- _SHORT TASK_
Change "Annotate" to "Label" throughout the records below and write them out again with everything else unchanged. Omit the pictures from your answer.

- _TASK INPUTS_
%%

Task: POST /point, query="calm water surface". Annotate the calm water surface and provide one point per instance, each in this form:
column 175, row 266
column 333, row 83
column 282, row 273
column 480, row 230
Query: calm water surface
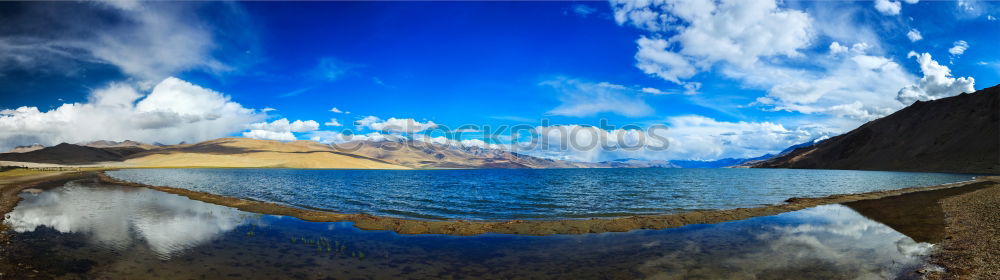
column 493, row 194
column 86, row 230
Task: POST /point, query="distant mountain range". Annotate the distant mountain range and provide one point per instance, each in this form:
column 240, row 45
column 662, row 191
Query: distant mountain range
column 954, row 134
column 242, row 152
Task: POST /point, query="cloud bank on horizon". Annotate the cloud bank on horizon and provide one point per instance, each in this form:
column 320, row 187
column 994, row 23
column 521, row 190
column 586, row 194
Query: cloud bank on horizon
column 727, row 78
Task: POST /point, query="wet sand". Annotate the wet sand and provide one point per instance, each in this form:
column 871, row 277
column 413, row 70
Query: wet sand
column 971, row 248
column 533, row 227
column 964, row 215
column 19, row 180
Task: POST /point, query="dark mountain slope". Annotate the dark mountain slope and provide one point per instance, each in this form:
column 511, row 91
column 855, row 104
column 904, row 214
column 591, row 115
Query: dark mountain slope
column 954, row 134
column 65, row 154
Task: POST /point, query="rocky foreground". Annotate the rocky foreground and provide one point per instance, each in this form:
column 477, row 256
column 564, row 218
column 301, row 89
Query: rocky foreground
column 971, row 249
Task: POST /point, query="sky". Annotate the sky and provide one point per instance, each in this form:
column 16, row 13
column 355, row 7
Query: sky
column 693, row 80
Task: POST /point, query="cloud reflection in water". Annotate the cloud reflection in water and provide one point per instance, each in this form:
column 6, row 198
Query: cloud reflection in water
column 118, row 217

%%

- _CORRECT OUTPUT_
Task: POST /point, query="calm water surface". Label the calm water surface and provide one point per instance, each in this form:
column 175, row 266
column 333, row 83
column 282, row 273
column 480, row 230
Query: calm water surface
column 493, row 194
column 86, row 230
Task: POST /point, query="distant mountain range". Label the distant mountain range and provide one point per instance, each in this form:
column 240, row 45
column 662, row 191
Query: distant mountain range
column 954, row 134
column 242, row 152
Task: POST /point, query="cloud bank on horizon". Label the cloud bank on horizon and provide one point per instance, each in this form:
column 320, row 187
column 994, row 23
column 521, row 190
column 586, row 194
Query: cloud bank on horizon
column 727, row 78
Task: POST /point, query="wet sand". Label the wet sand and provide one point per instance, each in this form:
column 871, row 277
column 413, row 70
Query: wet sand
column 971, row 248
column 533, row 227
column 964, row 215
column 19, row 180
Task: POST /point, query="dark mountain slope". Label the dark mountain slope and provide one point per instance, each in this form:
column 511, row 91
column 855, row 104
column 904, row 214
column 591, row 115
Query: dark mountain slope
column 954, row 134
column 65, row 154
Task: POST /point, query="rocky foreground". Label the rocky foreground and provide one point per instance, each in this form:
column 477, row 256
column 564, row 218
column 301, row 89
Query: rocky foreground
column 971, row 249
Task: POST /point, query="sky". Label the sky and provide one point per instance, each in this form:
column 16, row 13
column 355, row 7
Query: sky
column 693, row 80
Task: POST /point, query="cloud reflection in water". Label the cloud reflection in water and provide one point per instance, each in this form:
column 6, row 198
Query: cloud reflection in water
column 118, row 217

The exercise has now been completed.